Фрагмент текста
┌──

«Сделал Моисей медного змея и выставил его на знамя». Медный и золотой, фаллический Змей, знак мужского пола, есть один из двух образов Саваофа-Сабазия, так же как Иагве-Иакха, а другой – жертвенный Бык, Телец: вспомним досинайского Иагве-Молоха под видом Тельца, в древнеханаанских (филистимских) святилищах Дана-Вефиля (J. Soury, Etudes historiques, 26) и бесчисленных жертвенных Тельцов, от Вавилона до Юкатана. Жертвенный Бог – символ «боговкушения»; фаллический Змей – символ «богосупружества».
Бык родил Змея,
Змей родил Быка.
Taurus draconem genuit
et taurum draco,
по загадке орфиков, так поразившей христианских учителей, что все они вспоминают ее и не могут ни разгадать, ни забыть (Clement Alex., Protrept., II, 16. – Firm. Matern., 26, I. – Arnob., adv. nat., V, 21. – Fracassini, 86. – L. Frobenius, Die Atlantische Götterlehre, 1926, p. VI).
Это сочетание двух древнейших символов – Быка и Змея, судя по тому, что оно повторяется бесчисленно не только в Азии, Европе, Америке, но и у нынешних дикарей (или «одичалых») Западной Африки, восходит к первичному религиозному опыту – «перворелигии» всего человечества: Бог объемлет всего человека, – в тайне питания, личности – в Одном, и в тайне рождения, пола, – в Двух.

└──

Задания
1: Символом чего назван жертвенный Бог во фрагменте о Быке и Змее?
2: Напишите продолжение фрагмента о Быке и Змее, которое начинается после его последнего предложения.

Исходные данные

┌──

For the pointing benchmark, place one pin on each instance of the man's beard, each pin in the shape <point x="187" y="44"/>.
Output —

└──

Ответы
1: Символом «боговкушения».

2:
Змейка, литая из червонного золота, coluber aureus, «опускается посвящаемым за пазуху, и вынимается снизу, eximitur rursus ab inferioribus partibus», описывает Арнобий таинство бога Сабазия (Arnob., contra gent., V, 21). Скользкая змейка скользит по голому телу, точно сама Смерть проводит по теплому телу холодным перстом. Надо быть о двух головах, чтобы с этим кощунствовать: узнают – убьют. Если же человек действительно верит, что в эту минуту соединяется с Богом, то лучше ему сойти с ума, умереть от ужаса, чем испытать нечистую похоть.
«Бог сквозь чрево»: «ядущий Меня жить будет Мною»; и «Бог сквозь чресла». – «Какие странные слова. Кто может это слушать?»
Это ли соблазняет вас?
Дух животворит;
плоть не пользует ни мало.
Слова, которые говорю Я вам,
суть дух и жизнь.
Может быть, святые, знающие всю тайну небесно-земной любви, не соблазнились бы этим.
Богосупружество и Боговкушение, тайна Двух и тайна Одного, во втором эоне – Сына, расторгнуты; между ними и зазияли те исполинские пустоты, куда проваливается все («Атлантида-Европа, Атлантида-Содом»); но, может быть, в третьем эоне – Духа-Матери, две эти тайны соединятся вновь.
«Смех» тоже грубое, обнажающее слово. Будем же помнить, говоря о «смешном» в таинствах, что мы говорим о страшном.
Страшное – смешное, это сочетание в божеском и демоническом – одна из таинственнейших загадок нашего сердца. Только что начинают обнажаться глубины, – тоже своего рода «обнажение стыдов», – только что, хоть одним кончиком, входит, вклинивается тот мир в этот, как первая, сначала легкая, гамма впечатлений: «странно», «забавно», «смешно»; но тотчас гамма тяжелеет: «жутко», «стыдно», «страшно»; и вдруг – холодок нездешнего ужаса в лицо, и волосы дыбом встают. Это иногда и в самом маленьком.
Вечер мглистый и ненастный.
Чу! не жаворонка ль глас?
Ты ли, утра гость прекрасный,
В этот поздний, мертвый час?..
Как безумья смех ужасный
Он всю душу мне потряс.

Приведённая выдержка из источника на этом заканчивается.